## Listing
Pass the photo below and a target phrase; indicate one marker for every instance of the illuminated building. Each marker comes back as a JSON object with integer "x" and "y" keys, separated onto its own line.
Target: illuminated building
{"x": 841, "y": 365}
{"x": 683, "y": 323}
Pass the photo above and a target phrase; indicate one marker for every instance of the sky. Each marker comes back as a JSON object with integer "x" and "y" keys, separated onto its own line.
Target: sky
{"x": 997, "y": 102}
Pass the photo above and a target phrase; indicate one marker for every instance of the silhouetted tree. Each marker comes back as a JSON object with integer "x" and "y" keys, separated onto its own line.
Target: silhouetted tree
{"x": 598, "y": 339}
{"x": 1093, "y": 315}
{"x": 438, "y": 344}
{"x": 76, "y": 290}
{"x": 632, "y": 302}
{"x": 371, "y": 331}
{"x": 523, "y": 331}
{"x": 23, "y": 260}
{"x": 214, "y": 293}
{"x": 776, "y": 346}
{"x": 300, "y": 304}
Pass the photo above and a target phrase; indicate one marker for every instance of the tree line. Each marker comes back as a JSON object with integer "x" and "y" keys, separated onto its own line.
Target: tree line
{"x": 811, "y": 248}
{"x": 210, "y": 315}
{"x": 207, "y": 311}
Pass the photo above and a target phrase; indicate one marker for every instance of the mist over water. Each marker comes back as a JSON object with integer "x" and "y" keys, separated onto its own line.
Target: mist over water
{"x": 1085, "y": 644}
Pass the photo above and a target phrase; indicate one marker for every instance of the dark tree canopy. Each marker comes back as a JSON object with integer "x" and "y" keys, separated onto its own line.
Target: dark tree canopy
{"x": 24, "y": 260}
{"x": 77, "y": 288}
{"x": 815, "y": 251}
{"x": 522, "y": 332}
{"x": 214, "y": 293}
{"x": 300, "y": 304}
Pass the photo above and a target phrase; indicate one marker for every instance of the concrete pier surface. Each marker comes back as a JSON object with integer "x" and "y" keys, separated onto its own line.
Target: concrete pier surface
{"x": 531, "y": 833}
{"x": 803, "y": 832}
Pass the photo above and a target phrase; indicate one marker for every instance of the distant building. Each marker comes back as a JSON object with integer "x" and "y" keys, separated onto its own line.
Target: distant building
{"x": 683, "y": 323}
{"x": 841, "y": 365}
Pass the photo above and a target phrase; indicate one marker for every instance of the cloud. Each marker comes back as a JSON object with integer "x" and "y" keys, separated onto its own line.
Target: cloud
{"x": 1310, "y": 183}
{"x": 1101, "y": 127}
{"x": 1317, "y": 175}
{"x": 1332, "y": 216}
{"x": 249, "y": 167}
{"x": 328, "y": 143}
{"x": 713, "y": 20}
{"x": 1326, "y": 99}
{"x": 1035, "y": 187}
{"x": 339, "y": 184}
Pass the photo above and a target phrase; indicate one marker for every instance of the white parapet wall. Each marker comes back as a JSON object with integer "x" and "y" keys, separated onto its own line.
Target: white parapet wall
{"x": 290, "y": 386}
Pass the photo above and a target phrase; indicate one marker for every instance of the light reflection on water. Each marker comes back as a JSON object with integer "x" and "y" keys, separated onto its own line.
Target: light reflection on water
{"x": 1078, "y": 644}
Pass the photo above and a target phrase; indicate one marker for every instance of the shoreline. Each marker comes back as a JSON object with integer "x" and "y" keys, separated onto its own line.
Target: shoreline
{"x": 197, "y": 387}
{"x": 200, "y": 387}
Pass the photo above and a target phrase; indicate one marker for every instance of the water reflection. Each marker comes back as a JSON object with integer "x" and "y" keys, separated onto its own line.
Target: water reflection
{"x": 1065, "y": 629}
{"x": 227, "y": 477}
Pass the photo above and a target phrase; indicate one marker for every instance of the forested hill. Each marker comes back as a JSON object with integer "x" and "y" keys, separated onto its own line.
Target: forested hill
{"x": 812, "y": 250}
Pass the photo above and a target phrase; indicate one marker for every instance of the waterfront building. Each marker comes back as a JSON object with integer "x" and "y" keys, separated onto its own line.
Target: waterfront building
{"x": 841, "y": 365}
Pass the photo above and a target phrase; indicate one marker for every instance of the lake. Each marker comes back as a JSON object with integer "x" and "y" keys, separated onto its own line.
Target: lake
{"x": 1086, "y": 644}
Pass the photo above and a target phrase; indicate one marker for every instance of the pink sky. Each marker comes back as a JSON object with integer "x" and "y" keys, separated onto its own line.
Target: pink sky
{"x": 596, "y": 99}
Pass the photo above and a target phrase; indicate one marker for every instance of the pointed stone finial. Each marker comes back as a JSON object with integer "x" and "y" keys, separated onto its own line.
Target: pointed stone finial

## Exercise description
Quote the line that contains "of the waterfront" and each line after it through the end of the data, exactly, leaving out everything else.

## Solved problem
Pass the photo above and a target phrase; indicate one marker for every instance of the waterfront building. Each marker comes back as a JSON object with integer "x" and "y" keys, separated onto its own line.
Target: waterfront building
{"x": 841, "y": 365}
Pass the photo above and a target phrase; indicate one marker for every instance of the lake. Each marker comes back as a JSON object with integer "x" and "y" keys, separated onto its own line.
Target: lake
{"x": 1086, "y": 644}
Pass the photo above and a target phrase; indicate one marker for every instance of the pink sky. Each marker comes back as a JSON object with integer "x" and "y" keys, separated onto its own line.
Target: pink sky
{"x": 596, "y": 99}
Pass the photo above and a target phrase; indicate one marker for every instance of the pointed stone finial. Each marker comes back as a JSON object with integer "x" and "y" keys, separated onto its own line.
Target: pointed stone finial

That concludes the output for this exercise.